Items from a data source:
********************
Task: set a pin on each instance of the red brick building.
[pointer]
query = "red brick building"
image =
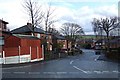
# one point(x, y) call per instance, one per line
********************
- **THE TASK**:
Copy out every line of the records above word for word, omitting the pictures.

- **TASK RESPONSE**:
Task: set a pin on each instance of the red brick building.
[pointer]
query = "red brick building"
image =
# one point(x, y) call per instance, one per line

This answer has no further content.